* Task goal
Nothing in the entries may be altered; copy them all exactly.

* Record extracts
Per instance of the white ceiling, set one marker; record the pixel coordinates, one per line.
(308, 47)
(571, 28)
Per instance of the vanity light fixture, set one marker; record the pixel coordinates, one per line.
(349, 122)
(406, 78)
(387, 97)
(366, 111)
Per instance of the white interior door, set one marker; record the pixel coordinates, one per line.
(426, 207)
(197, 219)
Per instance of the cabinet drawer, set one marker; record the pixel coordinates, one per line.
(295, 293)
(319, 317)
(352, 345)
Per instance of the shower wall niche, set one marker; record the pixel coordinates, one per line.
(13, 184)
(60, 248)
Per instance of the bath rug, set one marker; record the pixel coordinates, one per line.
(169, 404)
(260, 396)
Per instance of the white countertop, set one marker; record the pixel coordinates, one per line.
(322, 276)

* Output below
Per instance of the white ceiling, set one marker; record the pixel coordinates, one per line.
(308, 47)
(571, 28)
Per instance of the vanity light fixture, set one marker; record the pixel coordinates, one per line.
(349, 122)
(406, 78)
(387, 97)
(366, 111)
Per instance of the white interior door, set one marker; record the pixel coordinates, one per line.
(426, 207)
(197, 219)
Per instance of the cabinet drawer, set one marker; record the pixel coordinates, one per line.
(295, 293)
(319, 317)
(352, 345)
Per instance of the shower wall niche, set one marker; record the pixel coordinates, one per line.
(13, 184)
(60, 248)
Per instance of the bath rug, set one marker; record the pixel coordinates, one per line.
(169, 404)
(260, 396)
Per instance of the white countertop, set one marker; record the pixel coordinates, one per line.
(322, 276)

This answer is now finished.